### What is required
Copy out every line below that contains the string "banner". Matching is case-sensitive.

▼

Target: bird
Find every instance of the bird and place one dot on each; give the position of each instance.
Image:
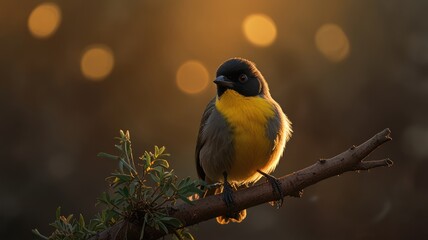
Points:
(242, 134)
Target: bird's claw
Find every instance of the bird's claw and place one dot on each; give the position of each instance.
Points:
(277, 190)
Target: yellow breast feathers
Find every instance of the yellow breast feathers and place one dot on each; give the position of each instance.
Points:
(248, 118)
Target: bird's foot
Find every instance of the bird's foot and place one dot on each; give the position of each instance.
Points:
(228, 198)
(277, 190)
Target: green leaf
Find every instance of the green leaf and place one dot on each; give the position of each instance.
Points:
(155, 178)
(123, 177)
(162, 162)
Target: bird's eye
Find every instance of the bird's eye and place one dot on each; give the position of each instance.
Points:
(243, 78)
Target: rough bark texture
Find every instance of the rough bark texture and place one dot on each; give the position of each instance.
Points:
(213, 206)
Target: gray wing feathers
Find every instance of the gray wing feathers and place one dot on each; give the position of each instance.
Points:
(215, 147)
(278, 129)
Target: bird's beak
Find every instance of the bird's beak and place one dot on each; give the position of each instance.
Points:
(223, 82)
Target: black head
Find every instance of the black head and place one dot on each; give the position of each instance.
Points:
(242, 76)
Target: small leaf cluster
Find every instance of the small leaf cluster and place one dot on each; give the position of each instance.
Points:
(142, 190)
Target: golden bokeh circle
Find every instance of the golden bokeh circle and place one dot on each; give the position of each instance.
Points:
(259, 29)
(97, 62)
(44, 20)
(332, 42)
(192, 77)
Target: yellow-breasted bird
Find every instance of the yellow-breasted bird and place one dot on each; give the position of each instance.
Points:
(242, 134)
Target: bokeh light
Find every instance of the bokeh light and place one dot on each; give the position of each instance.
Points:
(44, 20)
(192, 77)
(259, 29)
(332, 42)
(97, 62)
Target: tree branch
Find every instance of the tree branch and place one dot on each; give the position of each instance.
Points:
(213, 206)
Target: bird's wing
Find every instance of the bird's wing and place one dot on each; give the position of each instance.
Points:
(278, 129)
(200, 141)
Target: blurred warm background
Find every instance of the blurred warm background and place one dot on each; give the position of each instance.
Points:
(75, 72)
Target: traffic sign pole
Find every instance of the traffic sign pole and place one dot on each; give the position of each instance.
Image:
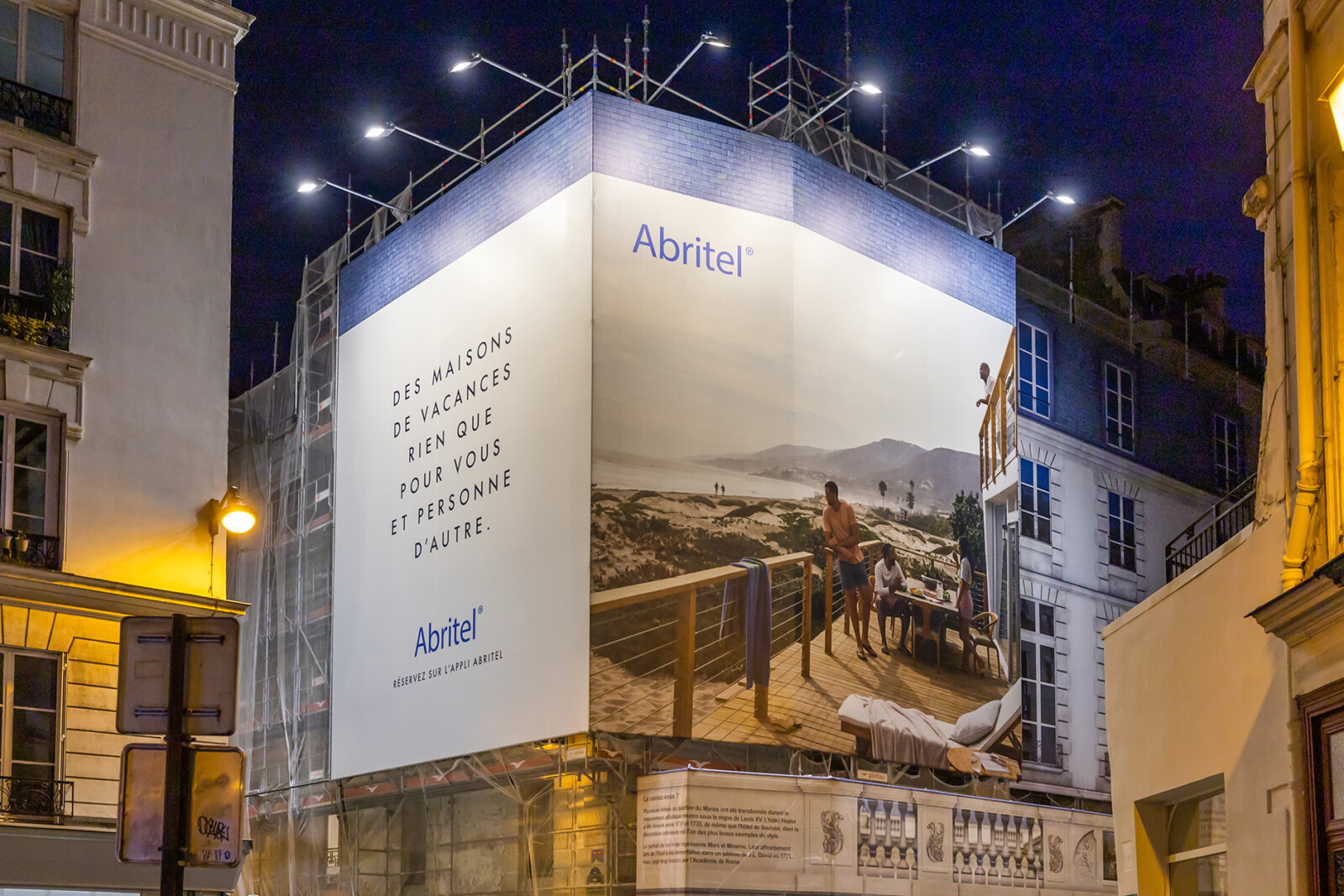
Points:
(176, 774)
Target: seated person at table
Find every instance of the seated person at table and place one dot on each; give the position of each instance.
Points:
(891, 604)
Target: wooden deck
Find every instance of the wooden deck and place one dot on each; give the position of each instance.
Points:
(727, 711)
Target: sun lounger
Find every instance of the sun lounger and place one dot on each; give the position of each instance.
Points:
(916, 738)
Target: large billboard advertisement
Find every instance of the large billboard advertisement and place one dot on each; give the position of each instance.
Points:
(461, 479)
(739, 364)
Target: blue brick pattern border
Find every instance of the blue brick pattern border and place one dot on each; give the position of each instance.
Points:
(689, 156)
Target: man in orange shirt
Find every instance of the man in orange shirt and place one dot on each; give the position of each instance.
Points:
(842, 531)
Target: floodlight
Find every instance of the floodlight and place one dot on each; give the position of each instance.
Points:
(965, 147)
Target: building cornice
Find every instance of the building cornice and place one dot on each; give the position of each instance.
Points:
(65, 593)
(1308, 609)
(1272, 65)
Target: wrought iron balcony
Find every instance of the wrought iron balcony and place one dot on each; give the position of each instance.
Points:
(35, 799)
(24, 548)
(1233, 513)
(35, 109)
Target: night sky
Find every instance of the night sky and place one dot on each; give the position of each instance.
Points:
(1142, 100)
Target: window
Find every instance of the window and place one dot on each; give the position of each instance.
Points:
(1196, 846)
(1032, 369)
(1035, 501)
(1227, 456)
(30, 474)
(1121, 531)
(33, 47)
(30, 714)
(1038, 701)
(1120, 409)
(30, 249)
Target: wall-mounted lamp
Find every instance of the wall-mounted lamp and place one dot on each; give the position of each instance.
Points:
(232, 513)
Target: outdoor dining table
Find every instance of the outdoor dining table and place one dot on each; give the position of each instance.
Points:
(927, 609)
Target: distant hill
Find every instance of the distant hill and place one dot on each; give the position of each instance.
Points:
(938, 473)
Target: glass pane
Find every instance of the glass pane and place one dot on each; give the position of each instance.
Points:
(30, 495)
(35, 681)
(1028, 741)
(8, 40)
(34, 735)
(46, 65)
(1203, 876)
(1028, 661)
(1047, 746)
(1337, 775)
(1198, 822)
(30, 443)
(34, 770)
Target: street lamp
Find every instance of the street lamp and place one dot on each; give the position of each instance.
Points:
(477, 60)
(873, 90)
(707, 38)
(378, 132)
(313, 186)
(967, 148)
(1059, 197)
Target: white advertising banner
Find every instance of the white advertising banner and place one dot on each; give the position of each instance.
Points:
(705, 832)
(461, 543)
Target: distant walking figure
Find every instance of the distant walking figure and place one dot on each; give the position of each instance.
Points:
(842, 531)
(990, 385)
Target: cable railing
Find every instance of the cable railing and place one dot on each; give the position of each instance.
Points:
(674, 652)
(1214, 527)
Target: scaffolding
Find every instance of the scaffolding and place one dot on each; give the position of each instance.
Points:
(555, 817)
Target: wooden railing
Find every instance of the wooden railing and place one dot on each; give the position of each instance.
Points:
(999, 429)
(683, 589)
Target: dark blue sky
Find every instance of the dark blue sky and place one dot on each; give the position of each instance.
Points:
(1142, 100)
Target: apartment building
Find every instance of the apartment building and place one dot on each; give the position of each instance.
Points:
(1129, 425)
(116, 177)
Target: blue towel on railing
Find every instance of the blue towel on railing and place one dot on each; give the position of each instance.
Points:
(750, 613)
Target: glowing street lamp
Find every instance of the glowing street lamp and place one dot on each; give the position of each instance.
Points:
(378, 132)
(967, 148)
(871, 89)
(1059, 197)
(477, 60)
(313, 186)
(706, 39)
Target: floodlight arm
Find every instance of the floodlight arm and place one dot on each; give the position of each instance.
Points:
(679, 66)
(936, 159)
(828, 107)
(1019, 215)
(432, 143)
(353, 192)
(517, 74)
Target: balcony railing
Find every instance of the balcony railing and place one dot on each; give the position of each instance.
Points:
(1233, 513)
(35, 109)
(35, 799)
(24, 548)
(999, 429)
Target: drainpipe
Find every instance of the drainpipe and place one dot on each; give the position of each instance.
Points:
(1310, 464)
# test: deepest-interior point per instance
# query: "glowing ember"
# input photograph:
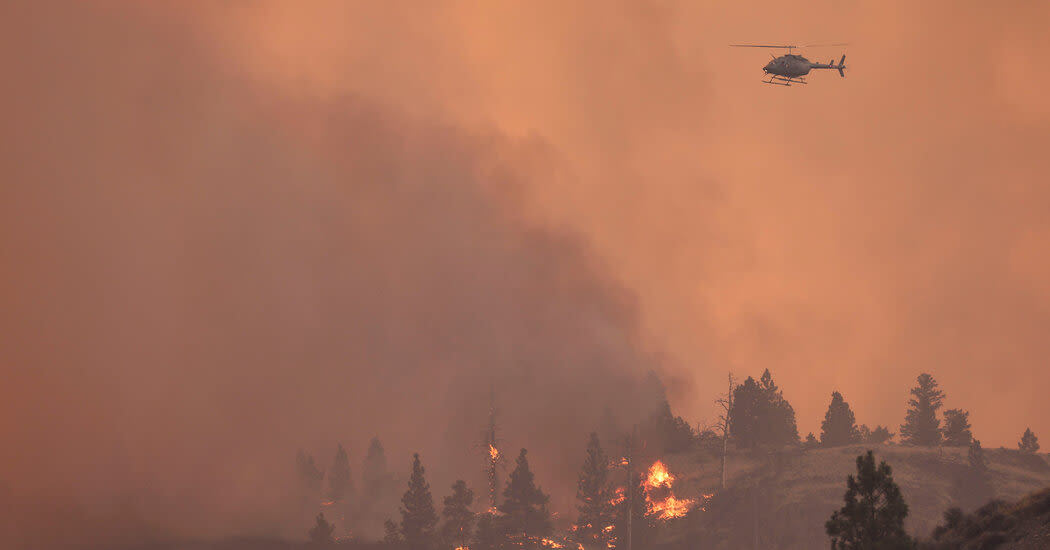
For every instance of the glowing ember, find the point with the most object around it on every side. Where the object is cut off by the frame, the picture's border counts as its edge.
(618, 498)
(658, 492)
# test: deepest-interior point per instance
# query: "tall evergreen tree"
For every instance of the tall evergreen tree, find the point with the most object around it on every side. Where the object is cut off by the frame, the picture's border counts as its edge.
(1029, 443)
(957, 428)
(594, 495)
(418, 517)
(921, 425)
(839, 426)
(874, 511)
(310, 476)
(975, 457)
(392, 536)
(761, 416)
(375, 477)
(635, 506)
(524, 506)
(340, 483)
(321, 532)
(459, 520)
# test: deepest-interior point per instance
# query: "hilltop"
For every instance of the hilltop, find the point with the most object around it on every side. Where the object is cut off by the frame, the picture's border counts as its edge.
(1023, 525)
(781, 501)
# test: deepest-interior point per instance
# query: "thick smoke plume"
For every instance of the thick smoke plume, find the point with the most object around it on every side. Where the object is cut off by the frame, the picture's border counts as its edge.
(204, 276)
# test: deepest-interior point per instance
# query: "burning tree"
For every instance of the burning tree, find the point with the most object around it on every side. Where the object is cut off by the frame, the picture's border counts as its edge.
(459, 519)
(525, 515)
(418, 517)
(633, 511)
(595, 498)
(660, 495)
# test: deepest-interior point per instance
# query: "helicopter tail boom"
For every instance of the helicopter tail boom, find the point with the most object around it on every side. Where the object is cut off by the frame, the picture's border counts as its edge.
(831, 64)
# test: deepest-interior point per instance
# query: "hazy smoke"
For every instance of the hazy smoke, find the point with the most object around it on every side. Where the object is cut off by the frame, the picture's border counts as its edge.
(207, 276)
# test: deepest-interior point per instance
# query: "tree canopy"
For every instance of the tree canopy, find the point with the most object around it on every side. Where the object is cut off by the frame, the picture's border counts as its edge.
(874, 510)
(418, 517)
(921, 425)
(761, 417)
(957, 428)
(839, 426)
(594, 496)
(1029, 443)
(526, 516)
(459, 519)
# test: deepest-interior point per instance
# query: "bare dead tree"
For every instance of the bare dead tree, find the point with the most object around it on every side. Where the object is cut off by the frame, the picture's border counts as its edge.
(726, 402)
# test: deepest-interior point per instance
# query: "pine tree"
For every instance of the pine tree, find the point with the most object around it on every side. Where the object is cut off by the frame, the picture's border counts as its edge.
(874, 511)
(321, 532)
(594, 496)
(459, 519)
(840, 425)
(374, 474)
(761, 416)
(392, 536)
(340, 484)
(418, 517)
(977, 458)
(921, 426)
(310, 476)
(1029, 443)
(957, 428)
(637, 507)
(524, 506)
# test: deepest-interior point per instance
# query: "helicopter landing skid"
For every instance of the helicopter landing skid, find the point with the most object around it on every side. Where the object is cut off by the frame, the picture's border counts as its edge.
(783, 81)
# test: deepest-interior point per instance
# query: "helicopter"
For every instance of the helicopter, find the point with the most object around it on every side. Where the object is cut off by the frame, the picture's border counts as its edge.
(792, 68)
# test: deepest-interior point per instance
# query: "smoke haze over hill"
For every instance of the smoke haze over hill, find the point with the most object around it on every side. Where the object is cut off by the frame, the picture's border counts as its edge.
(231, 232)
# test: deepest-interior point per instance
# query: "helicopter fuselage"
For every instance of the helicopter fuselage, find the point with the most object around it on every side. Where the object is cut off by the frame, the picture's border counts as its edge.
(789, 65)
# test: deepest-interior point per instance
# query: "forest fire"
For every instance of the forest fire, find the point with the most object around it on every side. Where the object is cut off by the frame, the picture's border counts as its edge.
(660, 496)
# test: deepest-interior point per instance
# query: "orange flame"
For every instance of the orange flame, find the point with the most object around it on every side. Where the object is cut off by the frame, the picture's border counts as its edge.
(658, 483)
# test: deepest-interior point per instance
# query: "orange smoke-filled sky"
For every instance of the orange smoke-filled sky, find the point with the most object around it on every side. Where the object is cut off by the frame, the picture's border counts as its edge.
(192, 206)
(847, 234)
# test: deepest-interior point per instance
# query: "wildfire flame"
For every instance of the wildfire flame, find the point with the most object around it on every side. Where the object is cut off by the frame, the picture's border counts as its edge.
(665, 504)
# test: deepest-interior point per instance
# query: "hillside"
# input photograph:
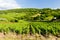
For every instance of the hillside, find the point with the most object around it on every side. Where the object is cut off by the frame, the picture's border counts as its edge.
(31, 21)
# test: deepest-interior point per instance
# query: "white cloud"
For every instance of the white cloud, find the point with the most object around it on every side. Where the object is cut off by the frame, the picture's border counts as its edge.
(8, 4)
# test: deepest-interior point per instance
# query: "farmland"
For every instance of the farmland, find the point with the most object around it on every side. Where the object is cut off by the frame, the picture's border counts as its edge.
(30, 21)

▲

### Answer to this exercise
Target: white advertising banner
Find every instance of the white advertising banner and place one dot on each; give the position of each instance.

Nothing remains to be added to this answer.